• WORK TO DO:
Reproduce verbatim the passage of the forum thread below on alternatives to iTunes, from "I don't need" to "RealPlayer, WHAMB, etc.".

• PAGE:
┄┄┄┄┄┄┄┄┄┄┄┄┄┄┄┄┄┄┄┄
This is not the place where you get to decide on the value of my personal sense of privacy and boundaries. This is the place where you recommend alternatives to iTunes. 

Your half-assed, remedial lecture on 'personal information in the information age' is uninteresting to me. I try to be well aware of what details are tracked and when. I was UNAWARE of itunes spying, and now that I know - I aim to fix it. It is, frankly, not your place to ask why - so please don't deign to describe _how the world works_ to me, halfwit.

This looked promising, until I saw what system it was for:
http://www.musikcube.com/

PS - You have obviously never accidentally clicked the "music store".
I don't need that sh:t.


----------



## rubeole (Oct 21, 2005)

AppleAuthority said:


> But anyway, there are several programs, such as the barebones but play-it-all VLC, RealPlayer, WHAMB, etc.


Realplayer is a nightmare. I'll look into the others. thanks!


----------



## AppleAuthority (May 21, 2005)

After some snooping, I found two options that might help, rubeole, in regards is disabling the Music Store and Podcasts.

If you open Preferences, go to the Parental Controls tab, just check off what you want to disable. That, and making sure you don't use Gracenote to get track names, you would have made yourself immune to iTMS, Podcasts, and your personal listening habits being recorded.


----------



## MacGYVER (Apr 15, 2005)

I don't mind if you quote me, but do actually quote what I wrote and not add in your own words at the beginning . Good Luck in finding a non obtrusive way of listening to your music on your Mac.


----------



## rubeole (Oct 21, 2005)

Now that's the spirit!



AppleAuthority said:


> After some snooping, I found two options that might help, rubeole, in regards is disabling the Music Store and Podcasts.
> 
> If you open Preferences, go to the Parental Controls tab...


That does help somewhat, and thank you for it - but it’s too late!
That VLC is the most amazing cross-platform A/V software I have ever seen!
I'm just shocked at its versatility. 

I've always heard about it, and now I know why... Thanks again.


----------



## AppleAuthority (May 21, 2005)

No problem. Glad I could help.


----------



## TrevX (May 10, 2005)

rubeole said:


> This is not the place where you get to decide on the value of my personal sense of privacy and boundaries. This is the place where you recommend alternatives to iTunes.
> 
> Your half-assed, remedial lecture on 'personal information in the information age' is uninteresting to me. I try to be well aware of what details are tracked and when. I was UNAWARE of itunes spying, and now that I know - I aim to fix it. It is, frankly, not your place to ask why - so please don't deign to describe _how the world works_ to me, halfwit.
> 
> ...


Personal attacks aside, the information he gave you was valid. If you're all up in arms about your programs "phoning home", then get Little Snitch and be done with it. Little Snitch will alert you if a program attempts to access the internet, and you can tell it at that point to block once, or forever. Your choice. If that's not good enough, disconnect from the net before you use any of your programs, or better yet, read the EULA. Its all there in black and white for you to read. Perhaps you should read it for any program you download before you get caught off guard again.
┄┄┄┄┄┄┄┄┄┄┄┄┄┄┄┄┄┄┄┄
• RECORD EXCERPTS:
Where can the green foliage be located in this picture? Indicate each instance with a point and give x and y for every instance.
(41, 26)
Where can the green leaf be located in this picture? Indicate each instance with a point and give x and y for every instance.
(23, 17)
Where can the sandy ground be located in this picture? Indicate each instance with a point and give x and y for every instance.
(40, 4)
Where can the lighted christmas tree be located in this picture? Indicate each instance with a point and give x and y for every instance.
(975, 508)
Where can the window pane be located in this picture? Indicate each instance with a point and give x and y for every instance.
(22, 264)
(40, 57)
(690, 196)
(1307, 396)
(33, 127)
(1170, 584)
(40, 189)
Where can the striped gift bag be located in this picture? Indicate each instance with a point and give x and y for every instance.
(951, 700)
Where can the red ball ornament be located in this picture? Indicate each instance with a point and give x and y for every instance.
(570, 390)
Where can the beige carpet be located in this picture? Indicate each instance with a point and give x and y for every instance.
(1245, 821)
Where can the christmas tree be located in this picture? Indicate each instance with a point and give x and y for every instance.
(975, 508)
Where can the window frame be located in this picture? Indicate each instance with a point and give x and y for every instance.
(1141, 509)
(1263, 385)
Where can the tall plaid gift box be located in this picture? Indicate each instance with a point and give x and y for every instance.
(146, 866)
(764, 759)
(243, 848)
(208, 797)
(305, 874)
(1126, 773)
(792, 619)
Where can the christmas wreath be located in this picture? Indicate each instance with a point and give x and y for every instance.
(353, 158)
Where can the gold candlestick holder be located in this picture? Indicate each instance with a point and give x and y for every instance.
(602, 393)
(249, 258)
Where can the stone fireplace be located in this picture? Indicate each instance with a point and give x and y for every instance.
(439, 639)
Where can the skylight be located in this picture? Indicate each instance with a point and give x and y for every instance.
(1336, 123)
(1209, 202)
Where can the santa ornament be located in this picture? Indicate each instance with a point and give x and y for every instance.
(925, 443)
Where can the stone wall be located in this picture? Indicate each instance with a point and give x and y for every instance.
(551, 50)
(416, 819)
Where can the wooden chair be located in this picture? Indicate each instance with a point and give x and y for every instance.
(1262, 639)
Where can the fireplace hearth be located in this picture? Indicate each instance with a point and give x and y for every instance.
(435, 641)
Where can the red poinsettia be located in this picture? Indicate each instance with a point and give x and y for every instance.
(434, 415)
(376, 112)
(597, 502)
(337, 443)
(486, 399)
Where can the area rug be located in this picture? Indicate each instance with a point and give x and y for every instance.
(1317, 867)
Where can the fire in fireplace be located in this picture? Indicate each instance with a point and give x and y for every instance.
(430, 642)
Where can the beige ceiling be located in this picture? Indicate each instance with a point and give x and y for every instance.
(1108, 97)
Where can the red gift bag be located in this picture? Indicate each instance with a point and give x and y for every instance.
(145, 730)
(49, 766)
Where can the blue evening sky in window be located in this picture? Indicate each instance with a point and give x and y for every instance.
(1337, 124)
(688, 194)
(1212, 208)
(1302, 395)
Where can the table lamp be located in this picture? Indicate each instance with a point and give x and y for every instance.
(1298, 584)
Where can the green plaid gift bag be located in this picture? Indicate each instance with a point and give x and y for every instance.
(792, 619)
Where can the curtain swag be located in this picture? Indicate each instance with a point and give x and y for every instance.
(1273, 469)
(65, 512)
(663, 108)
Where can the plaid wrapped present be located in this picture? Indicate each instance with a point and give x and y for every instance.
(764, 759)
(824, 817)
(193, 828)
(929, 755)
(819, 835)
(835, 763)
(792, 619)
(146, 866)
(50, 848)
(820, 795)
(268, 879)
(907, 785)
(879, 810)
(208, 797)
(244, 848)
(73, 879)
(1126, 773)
┄┄┄┄┄┄┄┄┄┄┄┄┄┄┄┄┄┄┄┄
• THE COMPLETED TASK:
I don't need that sh:t.


----------



## rubeole (Oct 21, 2005)

AppleAuthority said:


> But anyway, there are several programs, such as the barebones but play-it-all VLC, RealPlayer, WHAMB, etc.